§ **Selected text**

- Abbreviation: ISZOMM
- President: Andrea Huszti
- Chairperson: Tibor Szanyi Sándor Székely Szilvia Szabóné Kállai Péter Tóth
- Founded: 6 March 2020
- Registered: 14 June 2020
- Newspaper: Szócikk
- Ideology: Democratic socialism Green politics Eco-socialism Anti-capitalism Kádárism
- Political position: Left-wing to far-left
- National affiliation: Leftist Alliance
- European affiliation: Party of the European Left (partner)
- Colors: Red
- Slogan: Veled Vagyunk! (We are with you!)
- National Assembly: 0 / 199
- European Parliament: 0 / 21
- County Assemblies: 0 / 381

Website
- igenszolidaritas.hu

= Yes Solidarity for Hungary Movement =

Political party in Hungary

The Yes Solidarity for Hungary Movement (Igen Szolidaritás Magyarországért Mozgalom, /hu/, ISZOMM) is a democratic socialist political party in Hungary that was founded by Tibor Szanyi in 2020.

== History ==
ISZOMM was founded by a group of several left-wing politicians, such as Tibor Szanyi, a former MP and MEP of the MSZP, Szilárd Kalmár, the former leader of the Radical Left Party, and Andrea Huszti, one of the founders of the Together 2014 coalition. The party presented itself at a press conference on March 6, 2020, in Budapest, and the founders have stated that they intend to run in the 2021 opposition primary before the parliamentary election, and then compete in the 2022 parliamentary election, with plans to nominate individual candidates in 106 constituencies and to participate in a united opposition coalition against Fidesz and Viktor Orbán.

§ **Entries supplied**
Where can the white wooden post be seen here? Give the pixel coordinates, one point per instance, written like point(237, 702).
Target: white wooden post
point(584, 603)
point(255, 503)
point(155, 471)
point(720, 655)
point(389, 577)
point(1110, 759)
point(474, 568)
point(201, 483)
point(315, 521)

§ **Description of the task**
Reproduce the full ISZOMM party entry above word for word, from its first line to its last.

§ **Task solution**
- Abbreviation: ISZOMM
- President: Andrea Huszti
- Chairperson: Tibor Szanyi Sándor Székely Szilvia Szabóné Kállai Péter Tóth
- Founded: 6 March 2020
- Registered: 14 June 2020
- Newspaper: Szócikk
- Ideology: Democratic socialism Green politics Eco-socialism Anti-capitalism Kádárism
- Political position: Left-wing to far-left
- National affiliation: Leftist Alliance
- European affiliation: Party of the European Left (partner)
- Colors: Red
- Slogan: Veled Vagyunk! (We are with you!)
- National Assembly: 0 / 199
- European Parliament: 0 / 21
- County Assemblies: 0 / 381

Website
- igenszolidaritas.hu

= Yes Solidarity for Hungary Movement =

Political party in Hungary

The Yes Solidarity for Hungary Movement (Igen Szolidaritás Magyarországért Mozgalom, /hu/, ISZOMM) is a democratic socialist political party in Hungary that was founded by Tibor Szanyi in 2020.

== History ==
ISZOMM was founded by a group of several left-wing politicians, such as Tibor Szanyi, a former MP and MEP of the MSZP, Szilárd Kalmár, the former leader of the Radical Left Party, and Andrea Huszti, one of the founders of the Together 2014 coalition. The party presented itself at a press conference on March 6, 2020, in Budapest, and the founders have stated that they intend to run in the 2021 opposition primary before the parliamentary election, and then compete in the 2022 parliamentary election, with plans to nominate individual candidates in 106 constituencies and to participate in a united opposition coalition against Fidesz and Viktor Orbán.